### What is asked:
Rewrite the records below with each "instance" swapped for "occurrence" and everything else unchanged, and leave out the pictures.

## begin Exercise materials

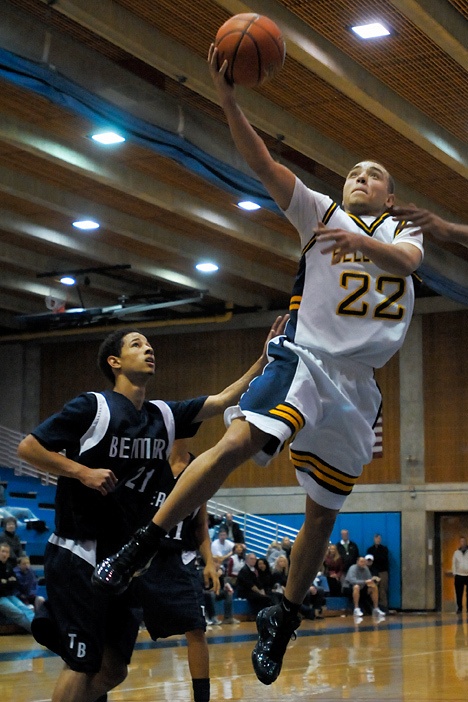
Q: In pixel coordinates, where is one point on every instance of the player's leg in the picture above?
(16, 612)
(199, 664)
(74, 686)
(277, 624)
(198, 483)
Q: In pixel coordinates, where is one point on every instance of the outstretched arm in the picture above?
(33, 452)
(216, 404)
(399, 259)
(430, 223)
(277, 179)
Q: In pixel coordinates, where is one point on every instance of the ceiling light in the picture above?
(369, 31)
(86, 224)
(248, 205)
(206, 267)
(108, 138)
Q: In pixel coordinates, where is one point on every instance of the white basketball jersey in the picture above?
(352, 308)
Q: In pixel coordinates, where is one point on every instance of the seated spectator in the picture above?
(358, 584)
(381, 566)
(213, 525)
(11, 608)
(234, 531)
(266, 578)
(225, 594)
(10, 537)
(348, 550)
(333, 569)
(314, 601)
(222, 548)
(235, 563)
(273, 551)
(249, 585)
(27, 583)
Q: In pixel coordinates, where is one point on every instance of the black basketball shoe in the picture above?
(275, 630)
(115, 573)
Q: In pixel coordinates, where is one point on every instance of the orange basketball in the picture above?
(253, 46)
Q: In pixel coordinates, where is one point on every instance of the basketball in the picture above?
(254, 48)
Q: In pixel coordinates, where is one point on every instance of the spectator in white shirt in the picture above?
(460, 571)
(222, 547)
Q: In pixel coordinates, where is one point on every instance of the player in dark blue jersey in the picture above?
(171, 592)
(107, 438)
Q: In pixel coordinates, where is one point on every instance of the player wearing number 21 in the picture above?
(350, 309)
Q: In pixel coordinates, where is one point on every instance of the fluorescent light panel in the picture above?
(206, 267)
(86, 224)
(369, 31)
(248, 205)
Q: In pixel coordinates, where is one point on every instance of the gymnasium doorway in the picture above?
(449, 526)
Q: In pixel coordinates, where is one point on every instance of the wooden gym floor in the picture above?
(417, 657)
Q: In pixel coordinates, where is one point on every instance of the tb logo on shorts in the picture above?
(78, 647)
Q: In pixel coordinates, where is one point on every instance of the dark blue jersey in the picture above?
(141, 496)
(105, 430)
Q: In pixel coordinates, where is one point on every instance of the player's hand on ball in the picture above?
(101, 479)
(218, 76)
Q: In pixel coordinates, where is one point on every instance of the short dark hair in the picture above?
(112, 346)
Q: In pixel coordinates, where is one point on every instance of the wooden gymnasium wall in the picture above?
(192, 364)
(446, 396)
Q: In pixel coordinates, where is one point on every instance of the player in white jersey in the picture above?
(350, 309)
(101, 445)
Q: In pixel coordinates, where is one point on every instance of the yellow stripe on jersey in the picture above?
(289, 413)
(309, 245)
(323, 473)
(369, 230)
(295, 302)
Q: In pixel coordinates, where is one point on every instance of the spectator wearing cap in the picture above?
(381, 565)
(371, 565)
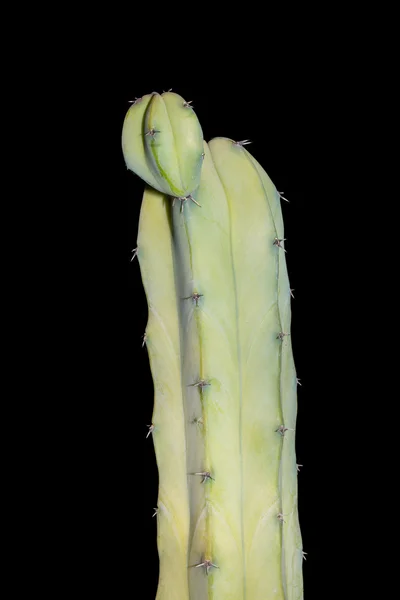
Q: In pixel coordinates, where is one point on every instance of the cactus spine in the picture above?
(218, 337)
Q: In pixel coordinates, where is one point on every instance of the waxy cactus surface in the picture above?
(218, 338)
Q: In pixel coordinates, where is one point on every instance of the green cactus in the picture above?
(162, 142)
(218, 337)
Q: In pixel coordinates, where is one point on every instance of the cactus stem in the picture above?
(185, 199)
(201, 383)
(282, 429)
(152, 132)
(280, 196)
(151, 429)
(277, 242)
(195, 296)
(208, 564)
(205, 475)
(281, 335)
(242, 143)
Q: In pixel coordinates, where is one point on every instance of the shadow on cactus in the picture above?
(212, 259)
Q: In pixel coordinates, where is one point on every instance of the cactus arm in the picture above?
(180, 122)
(163, 345)
(210, 336)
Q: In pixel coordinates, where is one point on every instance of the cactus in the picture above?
(218, 338)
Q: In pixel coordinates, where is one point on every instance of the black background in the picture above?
(292, 129)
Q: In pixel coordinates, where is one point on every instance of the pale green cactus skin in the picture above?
(162, 142)
(244, 519)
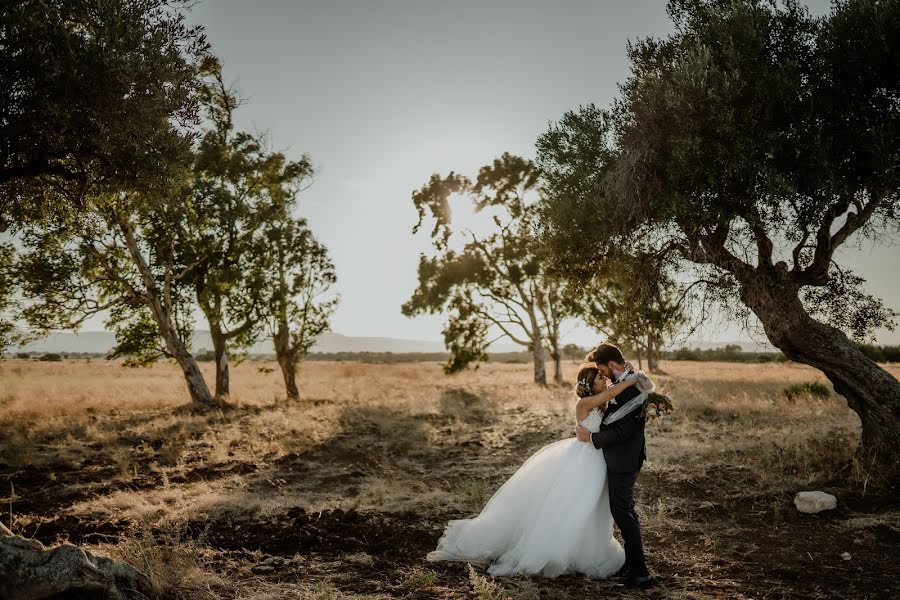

## end Exercise materials

### Full output:
Q: In pixel coordinates, where is one point on every occurrence of the player's leg in the picture above?
(16, 612)
(199, 664)
(74, 686)
(277, 624)
(198, 483)
Q: In pixel coordinates, where is one point on every occurrence of the outstretched arm in the picture above?
(33, 452)
(216, 404)
(399, 259)
(430, 223)
(277, 179)
Q: In pixel coordinates, where is one point on every occurrence of the ceiling light in the picture above?
(369, 31)
(86, 224)
(248, 205)
(206, 267)
(108, 138)
Q: In pixel coordinates, where is one point on every occurrence of the white basketball jersey in the picture above?
(352, 308)
Q: In pixel coordinates, where is one point on every occurrence of the seated spectator in the picture above?
(358, 584)
(381, 566)
(213, 525)
(11, 608)
(234, 531)
(266, 578)
(225, 594)
(10, 537)
(348, 550)
(333, 569)
(314, 601)
(222, 548)
(235, 563)
(273, 551)
(249, 585)
(27, 583)
Q: In pixel coordinates, where is one point on every occurrence of the black basketball shoe in the picture above?
(275, 630)
(115, 573)
Q: In pixel coordinates, where is one point on every occurrence of the orange basketball in the picture above?
(253, 46)
Q: In pixel coordinates, where is one point on every occurrence of the basketball in the picture above?
(254, 48)
Q: In pixel coordinates, where is one point on every occurrence of the spectator in white shirt in the picture above?
(460, 571)
(222, 547)
Q: In pixel coordinates, where is one point on every occurrence of the player in dark blue jersey in the picture above?
(171, 592)
(107, 438)
Q: In pixel coordinates, where is one point on every occurrence of the player wearing number 21 in the picture above?
(350, 309)
Q: In pixel coordinates, where is one point on every occurrence of the fluorescent light panel in the picture above?
(206, 267)
(86, 224)
(369, 31)
(248, 205)
Q: In pixel coordinates, where is one point on every occurrence of the gymnasium doorway in the picture above?
(449, 526)
Q: In pixel coordinates, where is one point on every occurrence of the wooden gym floor in the picture above?
(417, 657)
Q: In pixel coordinates, where is one point on every occurrence of the tb logo on shorts in the picture above?
(78, 647)
Q: In pixel coordinates, where is one point on every occurrence of the dark blue jersey in the picture above?
(141, 496)
(105, 430)
Q: In pixel coordinates, where is one point on every occurrence of the player's hand on ball in the picture above?
(101, 479)
(218, 76)
Q: In pixel coordinates, where is one point on every occurrence of the short dark hair in the picture above?
(112, 346)
Q: In pixel coordinates, where is one point on every occurrence of the wooden gymnasium wall in the picture above?
(192, 364)
(446, 396)
Q: In pixel coordinates, where is one point on every occurrence of the player in white jersey in the picture above?
(350, 309)
(101, 445)
Q: In pixel coordinates, where is one point on every occurrence of the yellow stripe on jersey in the picture above?
(289, 413)
(309, 245)
(323, 473)
(369, 230)
(295, 302)
Q: In pixel coordinates, where is one point on every occurrence of the spectator wearing cap in the picture above?
(381, 565)
(371, 565)
Q: In pixel coordinates, where is one point on every occurrence of the cactus spine in the picture above?
(218, 337)
Q: In pixel coordinates, where is one point on every occurrence of the waxy cactus surface in the picture above?
(218, 338)
Q: In pixel coordinates, where is one point on every occurrence of the green cactus in the picture above?
(162, 142)
(218, 337)
Q: In pixel coordinates, where is one point on every occurrence of the cactus stem in the picture above?
(185, 199)
(201, 383)
(282, 429)
(152, 132)
(280, 196)
(151, 429)
(277, 242)
(195, 296)
(208, 564)
(205, 475)
(281, 335)
(242, 143)
Q: In pixel coordinates, where is one point on every occurrence of the shadow on cactus in the picture above?
(212, 259)
Q: In pixel coordinates, where is one point on every occurrence of the cactus arm in the picture above?
(180, 122)
(163, 345)
(210, 336)
Q: In pixel coordinates, where is one point on every occurrence of the cactus in the picture above?
(218, 338)
Q: In pixel coordinates, where is one point on every occurrence of the black background in the picture above?
(292, 129)
Q: In pixel coordinates, where is one point on every occurrence of the pale green cactus skin in the picture above?
(162, 142)
(244, 519)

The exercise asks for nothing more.